## Assignment
If a picture appears in the records, skip it; copy everything else exactly.

## Data shown
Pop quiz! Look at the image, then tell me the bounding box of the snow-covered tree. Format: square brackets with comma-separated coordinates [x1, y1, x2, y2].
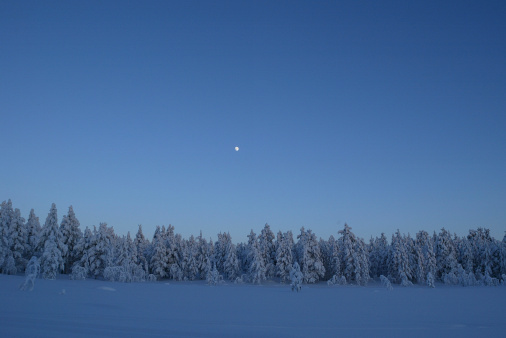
[87, 223, 115, 279]
[369, 234, 390, 279]
[60, 206, 83, 274]
[206, 263, 220, 286]
[326, 235, 344, 283]
[380, 275, 393, 290]
[435, 228, 458, 281]
[25, 209, 41, 259]
[196, 232, 212, 280]
[20, 256, 40, 291]
[169, 233, 184, 281]
[104, 232, 144, 283]
[183, 235, 199, 281]
[259, 224, 276, 279]
[275, 231, 294, 283]
[41, 234, 64, 280]
[9, 208, 27, 273]
[72, 226, 93, 277]
[0, 200, 14, 273]
[338, 224, 368, 285]
[319, 237, 333, 281]
[290, 262, 303, 292]
[214, 232, 228, 275]
[134, 225, 150, 274]
[415, 230, 436, 285]
[222, 233, 240, 281]
[389, 230, 413, 286]
[466, 228, 500, 278]
[248, 231, 266, 284]
[150, 226, 168, 279]
[37, 204, 67, 274]
[458, 237, 474, 274]
[296, 227, 325, 284]
[427, 271, 435, 288]
[164, 225, 182, 280]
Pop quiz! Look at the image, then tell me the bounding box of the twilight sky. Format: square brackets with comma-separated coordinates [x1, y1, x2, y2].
[1, 1, 505, 242]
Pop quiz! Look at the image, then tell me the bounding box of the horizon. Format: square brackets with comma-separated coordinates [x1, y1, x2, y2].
[1, 1, 505, 243]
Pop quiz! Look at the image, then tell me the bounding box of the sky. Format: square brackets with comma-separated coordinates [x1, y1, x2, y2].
[1, 1, 505, 242]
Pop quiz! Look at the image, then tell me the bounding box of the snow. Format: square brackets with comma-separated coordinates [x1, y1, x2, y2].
[1, 275, 505, 337]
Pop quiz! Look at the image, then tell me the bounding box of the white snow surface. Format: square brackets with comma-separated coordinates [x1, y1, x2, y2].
[1, 275, 505, 337]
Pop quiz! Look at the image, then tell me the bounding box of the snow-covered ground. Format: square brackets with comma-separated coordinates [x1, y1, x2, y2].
[1, 275, 505, 338]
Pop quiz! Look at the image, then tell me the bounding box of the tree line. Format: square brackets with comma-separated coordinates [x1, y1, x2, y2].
[2, 199, 506, 287]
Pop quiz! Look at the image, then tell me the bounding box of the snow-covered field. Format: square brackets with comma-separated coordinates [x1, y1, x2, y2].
[1, 275, 505, 338]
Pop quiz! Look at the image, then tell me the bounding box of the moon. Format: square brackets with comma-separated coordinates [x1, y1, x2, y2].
[235, 146, 239, 151]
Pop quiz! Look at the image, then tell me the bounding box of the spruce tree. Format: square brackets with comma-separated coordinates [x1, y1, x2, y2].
[150, 226, 168, 279]
[60, 206, 83, 274]
[41, 234, 64, 280]
[389, 230, 413, 286]
[134, 225, 150, 274]
[297, 227, 325, 284]
[259, 224, 276, 279]
[276, 231, 294, 283]
[25, 209, 41, 259]
[435, 228, 458, 281]
[9, 208, 27, 273]
[37, 204, 67, 273]
[0, 200, 14, 273]
[223, 233, 240, 280]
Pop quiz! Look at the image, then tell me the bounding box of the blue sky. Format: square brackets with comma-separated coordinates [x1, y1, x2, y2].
[1, 1, 505, 242]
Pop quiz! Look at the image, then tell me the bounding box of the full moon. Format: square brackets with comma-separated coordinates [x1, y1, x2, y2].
[235, 146, 239, 151]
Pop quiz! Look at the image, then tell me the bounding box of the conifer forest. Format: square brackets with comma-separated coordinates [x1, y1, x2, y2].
[2, 199, 505, 287]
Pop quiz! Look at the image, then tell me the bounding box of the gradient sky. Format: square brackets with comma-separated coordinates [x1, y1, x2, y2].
[1, 1, 505, 242]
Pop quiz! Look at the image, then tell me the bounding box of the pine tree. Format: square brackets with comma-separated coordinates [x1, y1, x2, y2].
[355, 237, 370, 286]
[290, 262, 303, 292]
[0, 200, 14, 273]
[60, 206, 83, 274]
[275, 231, 294, 283]
[244, 230, 257, 273]
[415, 230, 436, 285]
[327, 234, 344, 283]
[297, 227, 325, 284]
[458, 237, 474, 274]
[196, 232, 212, 280]
[164, 225, 181, 280]
[104, 232, 144, 283]
[389, 230, 413, 286]
[214, 232, 228, 275]
[435, 228, 458, 281]
[37, 204, 67, 274]
[249, 244, 266, 284]
[41, 234, 64, 280]
[134, 225, 150, 274]
[169, 233, 184, 281]
[377, 233, 390, 277]
[150, 226, 168, 279]
[248, 231, 266, 284]
[223, 233, 240, 280]
[206, 262, 220, 285]
[184, 235, 199, 281]
[25, 209, 41, 260]
[9, 208, 27, 273]
[87, 223, 115, 279]
[259, 224, 276, 279]
[338, 224, 368, 285]
[73, 227, 94, 278]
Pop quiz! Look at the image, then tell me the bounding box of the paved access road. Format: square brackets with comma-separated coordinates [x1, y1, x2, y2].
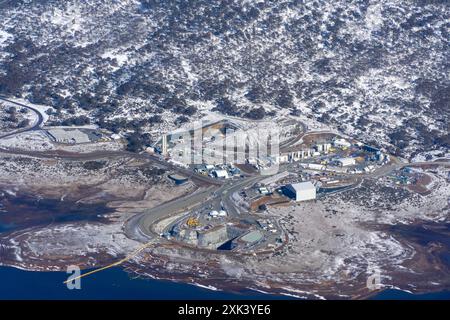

## Reply to the task
Pop quiz! Look at the image, then tell me the bounding box of the snow-covered tree. Format: square brackets with comma-separated coordinates [x1, y1, x2, y2].
[87, 223, 115, 279]
[369, 234, 390, 279]
[60, 206, 83, 274]
[206, 263, 220, 286]
[326, 235, 344, 283]
[380, 275, 393, 290]
[435, 228, 458, 281]
[25, 209, 41, 259]
[196, 232, 212, 280]
[20, 256, 40, 291]
[169, 233, 184, 281]
[104, 232, 144, 283]
[183, 235, 199, 281]
[259, 224, 276, 279]
[275, 231, 294, 283]
[41, 234, 64, 280]
[9, 208, 27, 273]
[72, 226, 93, 277]
[0, 200, 14, 273]
[338, 224, 368, 285]
[319, 237, 333, 281]
[290, 262, 303, 292]
[214, 232, 228, 275]
[134, 225, 150, 274]
[415, 230, 436, 285]
[222, 233, 240, 281]
[389, 230, 413, 286]
[466, 228, 500, 278]
[248, 231, 266, 284]
[150, 226, 168, 279]
[37, 204, 67, 274]
[458, 237, 474, 274]
[296, 227, 325, 284]
[427, 271, 435, 288]
[164, 225, 182, 280]
Pop quiz! Look at the image, then tell me the bounding box of the twilight sky. Format: square brackets with comma-separated coordinates [x1, y1, x2, y2].
[1, 1, 505, 242]
Pop quiz! Look at the image, then tell me the bounding box of the horizon. Format: square brackets with comma-separated coordinates [x1, y1, x2, y2].
[1, 1, 505, 243]
Pop quiz! Look at the image, then tell me the bounding box of the sky. Format: square brackets with comma-separated coordinates [x1, y1, x2, y2].
[1, 1, 505, 242]
Pop quiz! Look at the image, then tell me the bounding box of the snow. Format: square brackets with comma-separated coordinates [x1, y1, x2, y2].
[1, 275, 505, 337]
Pop quiz! Look at the image, then tell me the bounding box of the white snow surface. Format: square brackets with comma-separated coordinates [x1, y1, x2, y2].
[1, 275, 505, 337]
Pop quiz! Look at the image, then tell me the bounding box of the snow-covered ground. Format: square brackets with comma-separated coordinates [x1, y1, x2, y2].
[1, 275, 505, 338]
Pop quiz! Look at the image, then tell me the bounding box of the tree line. Format: square brackets with comma-separated coordinates [x1, y1, x2, y2].
[2, 199, 506, 287]
Pop quiz! Look at the image, then tell me the bounding box of the snow-covered field. Format: square brackets with comma-separated coordinates [x1, y1, x2, y2].
[1, 275, 505, 338]
Pop quiz! Look at the image, then tell me the bounding box of the moon. Format: square brackets with comma-separated coordinates [x1, y1, x2, y2].
[235, 146, 239, 151]
Pop quiz! Look at the image, then tell me the bounding box of the spruce tree. Format: square brackets with comma-separated coordinates [x1, y1, x2, y2].
[150, 226, 168, 279]
[60, 206, 83, 274]
[41, 234, 64, 280]
[389, 230, 413, 286]
[134, 225, 150, 274]
[297, 227, 325, 284]
[259, 224, 276, 279]
[276, 231, 294, 283]
[25, 209, 41, 259]
[435, 228, 458, 281]
[9, 208, 27, 273]
[37, 204, 67, 273]
[0, 200, 14, 273]
[223, 233, 240, 280]
Pop quiz! Look at the image, then tell me the bounding box of the blue sky. Format: square brackets with comma-separated coordinates [x1, y1, x2, y2].
[1, 1, 505, 242]
Pop quiz! Look at the image, then tell me the bounding box of the full moon. Format: square brackets with comma-separated coordinates [x1, y1, x2, y2].
[235, 146, 239, 151]
Pop quiz! Look at the image, then tell me the bounding box of the conifer forest. Format: square brackets with comma-separated coordinates [x1, y1, x2, y2].
[2, 199, 505, 287]
Pop quiz! Look at the image, then tell me the bounding box of the gradient sky. Format: square brackets with comma-separated coordinates [x1, y1, x2, y2].
[1, 1, 505, 242]
Pop quiz! Look at the image, then tell me the bounding box of the pine tree. Format: square brackets with comma-separated coordinates [x1, y1, x2, y2].
[355, 237, 370, 286]
[290, 262, 303, 292]
[0, 200, 14, 273]
[60, 206, 83, 274]
[275, 231, 294, 283]
[244, 230, 257, 273]
[415, 230, 436, 285]
[327, 234, 344, 283]
[297, 227, 325, 284]
[458, 237, 474, 274]
[196, 232, 212, 280]
[164, 225, 181, 280]
[104, 232, 144, 283]
[389, 230, 413, 286]
[214, 232, 228, 275]
[435, 228, 458, 281]
[37, 204, 67, 274]
[249, 244, 266, 284]
[41, 234, 64, 280]
[134, 225, 150, 274]
[169, 233, 184, 281]
[377, 233, 390, 277]
[150, 226, 168, 279]
[248, 231, 266, 284]
[223, 233, 240, 280]
[206, 262, 220, 285]
[184, 235, 199, 281]
[25, 209, 41, 260]
[9, 208, 27, 273]
[87, 223, 115, 279]
[259, 224, 276, 279]
[338, 224, 368, 285]
[73, 227, 94, 278]
Pop quiz! Look at the image, then tell me the bounding box of the paved access road. Format: square brackets with comma-separated coordinates [x1, y1, x2, y2].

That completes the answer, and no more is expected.